━━━ PAGE EXTRACT ━━━
Islares to Laredo, May 21
It was another night of fitful sleep in an overcrowded albergue with one too many sick people.
I left at daybreak and passed by a gorgeous beach and adjacent private campsite that I hope to revisit one day. The weather again was bleak, cold and cloudy. It was difficult to shake the dampness so it is not surprising that many came down with colds.
My goal today was to reach Laredo and I knew from my guidebook that I would be traveling on asphalt most of the day. I walked a few miles on the side of a busy highway until I could find refuge in smaller villages along the trails. There’s nothing open until at least 10 am in these hamlets and the bars don’t bother opening when it’s damp and dreary.
I saw few pilgrims that morning and walked several hours before realizing I might’ve taken a wrong turn. Easy to do because some of the Camino yellow arrow signs disappear or are incorrect. As fortune would have it, a young man driving a pickup truck pulled over to the side of the road, got out of the car, hailed me and said he’d already passed me once that day and figured I had gotten lost. He was a young forester with a small family and told me to jump in the truck he would take me to Laredo as I was miles off track.
Had a real nice visit with him and gave him some origami papers for his wife. He shared with me his gratitude about being employed in an economy that was very depressed and wounded. He dropped me off on the side of the hill that allowed me to descend into the town and find my way to an albergue.
━━━ DATA SECTION ━━━
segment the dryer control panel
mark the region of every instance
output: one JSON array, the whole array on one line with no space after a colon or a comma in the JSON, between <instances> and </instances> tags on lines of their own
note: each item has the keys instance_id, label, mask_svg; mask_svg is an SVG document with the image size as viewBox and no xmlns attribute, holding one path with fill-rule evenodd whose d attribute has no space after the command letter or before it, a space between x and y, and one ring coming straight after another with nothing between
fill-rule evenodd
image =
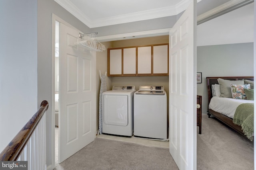
<instances>
[{"instance_id":1,"label":"dryer control panel","mask_svg":"<svg viewBox=\"0 0 256 170\"><path fill-rule=\"evenodd\" d=\"M112 88L113 90L135 90L134 86L114 86Z\"/></svg>"}]
</instances>

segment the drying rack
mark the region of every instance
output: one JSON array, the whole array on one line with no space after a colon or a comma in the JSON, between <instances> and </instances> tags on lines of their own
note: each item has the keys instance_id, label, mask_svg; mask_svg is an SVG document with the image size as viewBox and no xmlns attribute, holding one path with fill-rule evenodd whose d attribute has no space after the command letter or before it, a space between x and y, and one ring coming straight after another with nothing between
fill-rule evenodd
<instances>
[{"instance_id":1,"label":"drying rack","mask_svg":"<svg viewBox=\"0 0 256 170\"><path fill-rule=\"evenodd\" d=\"M98 32L82 34L79 33L79 37L82 41L75 43L75 45L85 50L103 51L106 50L105 45L98 41L95 38Z\"/></svg>"}]
</instances>

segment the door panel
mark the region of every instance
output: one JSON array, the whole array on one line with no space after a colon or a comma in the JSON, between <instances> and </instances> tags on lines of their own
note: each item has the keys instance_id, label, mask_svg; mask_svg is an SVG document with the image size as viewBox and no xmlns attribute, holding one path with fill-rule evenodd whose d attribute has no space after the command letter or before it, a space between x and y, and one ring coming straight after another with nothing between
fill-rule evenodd
<instances>
[{"instance_id":1,"label":"door panel","mask_svg":"<svg viewBox=\"0 0 256 170\"><path fill-rule=\"evenodd\" d=\"M172 27L169 39L170 152L180 170L196 169L196 1L193 1Z\"/></svg>"},{"instance_id":2,"label":"door panel","mask_svg":"<svg viewBox=\"0 0 256 170\"><path fill-rule=\"evenodd\" d=\"M96 135L96 52L74 45L79 34L60 23L59 163Z\"/></svg>"}]
</instances>

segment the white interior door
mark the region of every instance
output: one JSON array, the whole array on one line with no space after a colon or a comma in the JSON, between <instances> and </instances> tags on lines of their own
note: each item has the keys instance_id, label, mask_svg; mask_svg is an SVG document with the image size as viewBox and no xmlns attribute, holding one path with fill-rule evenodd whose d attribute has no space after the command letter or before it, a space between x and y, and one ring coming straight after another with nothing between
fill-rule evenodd
<instances>
[{"instance_id":1,"label":"white interior door","mask_svg":"<svg viewBox=\"0 0 256 170\"><path fill-rule=\"evenodd\" d=\"M196 169L196 1L170 34L169 147L180 170Z\"/></svg>"},{"instance_id":2,"label":"white interior door","mask_svg":"<svg viewBox=\"0 0 256 170\"><path fill-rule=\"evenodd\" d=\"M78 30L60 23L59 163L96 134L96 53L74 45L78 35Z\"/></svg>"}]
</instances>

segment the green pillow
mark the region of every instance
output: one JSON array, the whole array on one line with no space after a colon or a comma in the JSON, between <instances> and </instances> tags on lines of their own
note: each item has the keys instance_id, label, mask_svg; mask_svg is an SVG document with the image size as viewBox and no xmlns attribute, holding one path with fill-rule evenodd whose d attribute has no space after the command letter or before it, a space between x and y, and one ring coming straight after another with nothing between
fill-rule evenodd
<instances>
[{"instance_id":1,"label":"green pillow","mask_svg":"<svg viewBox=\"0 0 256 170\"><path fill-rule=\"evenodd\" d=\"M244 84L250 84L251 88L254 88L254 82L253 81L249 80L245 80Z\"/></svg>"},{"instance_id":2,"label":"green pillow","mask_svg":"<svg viewBox=\"0 0 256 170\"><path fill-rule=\"evenodd\" d=\"M254 100L254 89L247 89L244 88L244 93L246 96L248 100Z\"/></svg>"},{"instance_id":3,"label":"green pillow","mask_svg":"<svg viewBox=\"0 0 256 170\"><path fill-rule=\"evenodd\" d=\"M225 80L219 78L218 79L218 81L220 84L220 97L223 98L232 98L230 84L244 84L244 79L239 80Z\"/></svg>"}]
</instances>

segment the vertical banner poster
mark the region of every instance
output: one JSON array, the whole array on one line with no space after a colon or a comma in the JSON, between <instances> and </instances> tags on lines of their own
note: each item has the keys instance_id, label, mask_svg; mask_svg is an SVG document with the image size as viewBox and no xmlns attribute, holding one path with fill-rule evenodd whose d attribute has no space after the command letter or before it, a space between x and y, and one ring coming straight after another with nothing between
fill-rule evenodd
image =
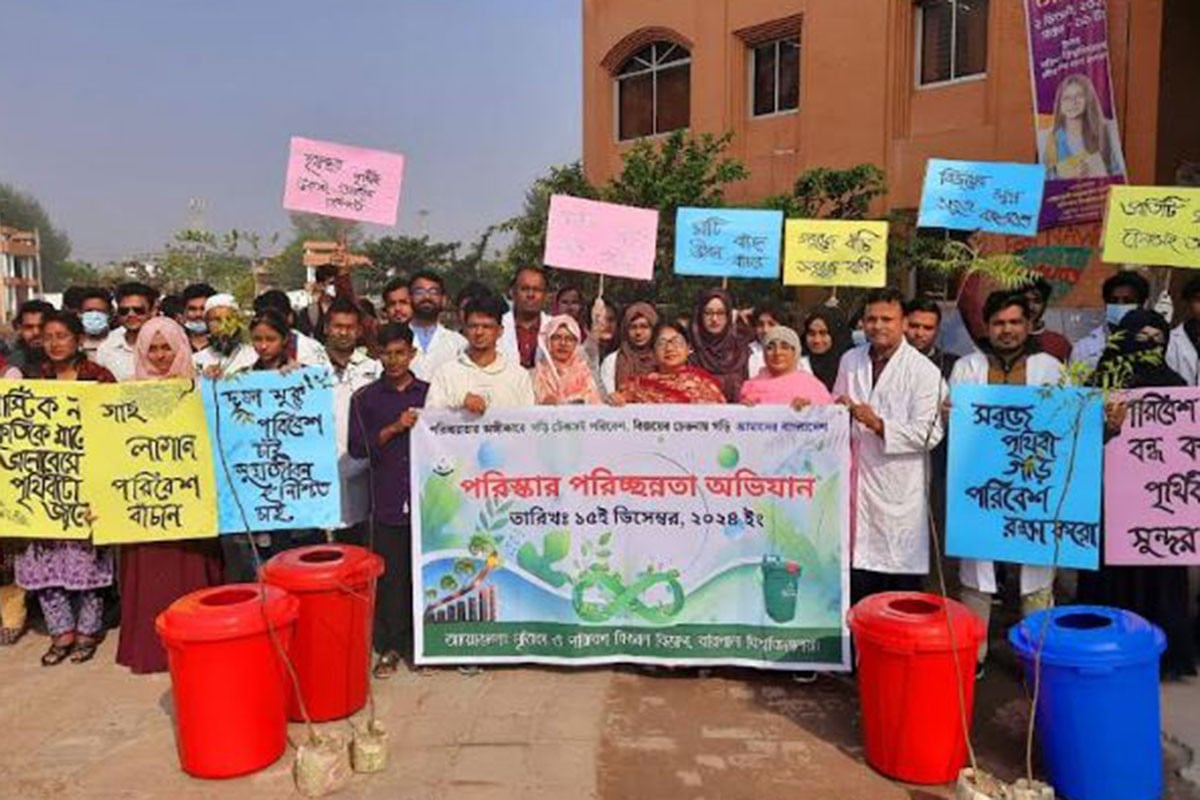
<instances>
[{"instance_id":1,"label":"vertical banner poster","mask_svg":"<svg viewBox=\"0 0 1200 800\"><path fill-rule=\"evenodd\" d=\"M778 279L782 231L782 211L679 209L676 273Z\"/></svg>"},{"instance_id":2,"label":"vertical banner poster","mask_svg":"<svg viewBox=\"0 0 1200 800\"><path fill-rule=\"evenodd\" d=\"M1200 188L1114 186L1104 260L1200 269Z\"/></svg>"},{"instance_id":3,"label":"vertical banner poster","mask_svg":"<svg viewBox=\"0 0 1200 800\"><path fill-rule=\"evenodd\" d=\"M658 236L659 212L654 209L554 194L542 260L560 270L649 281Z\"/></svg>"},{"instance_id":4,"label":"vertical banner poster","mask_svg":"<svg viewBox=\"0 0 1200 800\"><path fill-rule=\"evenodd\" d=\"M97 545L217 535L212 446L199 384L108 384L84 398L84 467Z\"/></svg>"},{"instance_id":5,"label":"vertical banner poster","mask_svg":"<svg viewBox=\"0 0 1200 800\"><path fill-rule=\"evenodd\" d=\"M1025 0L1038 161L1039 227L1098 222L1126 182L1109 65L1106 0Z\"/></svg>"},{"instance_id":6,"label":"vertical banner poster","mask_svg":"<svg viewBox=\"0 0 1200 800\"><path fill-rule=\"evenodd\" d=\"M784 284L864 287L888 279L888 223L868 219L788 219L784 223Z\"/></svg>"},{"instance_id":7,"label":"vertical banner poster","mask_svg":"<svg viewBox=\"0 0 1200 800\"><path fill-rule=\"evenodd\" d=\"M329 369L242 372L202 387L221 533L340 527Z\"/></svg>"},{"instance_id":8,"label":"vertical banner poster","mask_svg":"<svg viewBox=\"0 0 1200 800\"><path fill-rule=\"evenodd\" d=\"M1104 447L1104 563L1200 564L1200 389L1130 392Z\"/></svg>"},{"instance_id":9,"label":"vertical banner poster","mask_svg":"<svg viewBox=\"0 0 1200 800\"><path fill-rule=\"evenodd\" d=\"M394 225L403 178L398 152L292 137L283 207Z\"/></svg>"},{"instance_id":10,"label":"vertical banner poster","mask_svg":"<svg viewBox=\"0 0 1200 800\"><path fill-rule=\"evenodd\" d=\"M1100 392L950 387L949 555L1094 570Z\"/></svg>"},{"instance_id":11,"label":"vertical banner poster","mask_svg":"<svg viewBox=\"0 0 1200 800\"><path fill-rule=\"evenodd\" d=\"M82 405L96 387L0 380L0 537L91 535Z\"/></svg>"},{"instance_id":12,"label":"vertical banner poster","mask_svg":"<svg viewBox=\"0 0 1200 800\"><path fill-rule=\"evenodd\" d=\"M426 411L419 663L846 669L836 407Z\"/></svg>"},{"instance_id":13,"label":"vertical banner poster","mask_svg":"<svg viewBox=\"0 0 1200 800\"><path fill-rule=\"evenodd\" d=\"M1034 236L1044 185L1038 164L930 158L917 224Z\"/></svg>"}]
</instances>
━━━
* [INSTRUCTIONS]:
(a) In the Camino journal entry, copy the passage between "My goal today" and "miles off track.", inclusive, substituting "pavement" for "asphalt".
(b) Pick up the Camino journal entry after its last sentence and continue it.

* [ANSWERS IN ORDER]:
(a)
My goal today was to reach Laredo and I knew from my guidebook that I would be traveling on pavement most of the day. I walked a few miles on the side of a busy highway until I could find refuge in smaller villages along the trails. There’s nothing open until at least 10 am in these hamlets and the bars don’t bother opening when it’s damp and dreary.
I saw few pilgrims that morning and walked several hours before realizing I might’ve taken a wrong turn. Easy to do because some of the Camino yellow arrow signs disappear or are incorrect. As fortune would have it, a young man driving a pickup truck pulled over to the side of the road, got out of the car, hailed me and said he’d already passed me once that day and figured I had gotten lost. He was a young forester with a small family and told me to jump in the truck he would take me to Laredo as I was miles off track.

(b)
Laredo is a thriving tourist town in the summer with an outstanding beach but today it was just a cold, gray, empty, wet seaside resort. I took shelter in the convent of San Francisco where the Trinity mothers assigned me a clean simple room with a private bathroom. After I replenished groceries from the market, I spent most of the day in my sleeping bag just trying to stay warm. Later that evening, I made the decision to leave the northern route and pick up the Camino on the Frances route at Burgos. But first, I would go to Madrid for a week as the only time I could escape the cold here was when I was huddled in my sleeping bag. Third week of May, and the high was 8°C. It was 25°C in Madrid. No brainer.
Laredo to Madrid, May 22
The high temperature in Laredo was 8°C. I fled to Madrid because I just couldn’t handle the cold even though for the most part, I was wearing every stitch of clothing I had. I expected spring, not winter. Happily friends of mine invited me to Madrid where the temperature was 25°C and I took advantage of their hospitality for a week while I rested and warmed up.
It had been 40-years since I had last visited Madrid and I forgot how beautiful the city was. Certainly the treasures at the Prado and the Reina Sofia are incomparable. I was thrilled to see Picasso’s Guernica at Sofia and the vast collection of Rubens housed in the Prado. Worth noting though is my experience with the ALSA bus line who provided me with first class SUPRA concierge service – finest I have ever seen on any mode of transport – on the €40 bus ride from Bilbao to Madrid. It was my intention to change Caminos from the north to the Frances route that I hoped would bring me a more agreeable climate.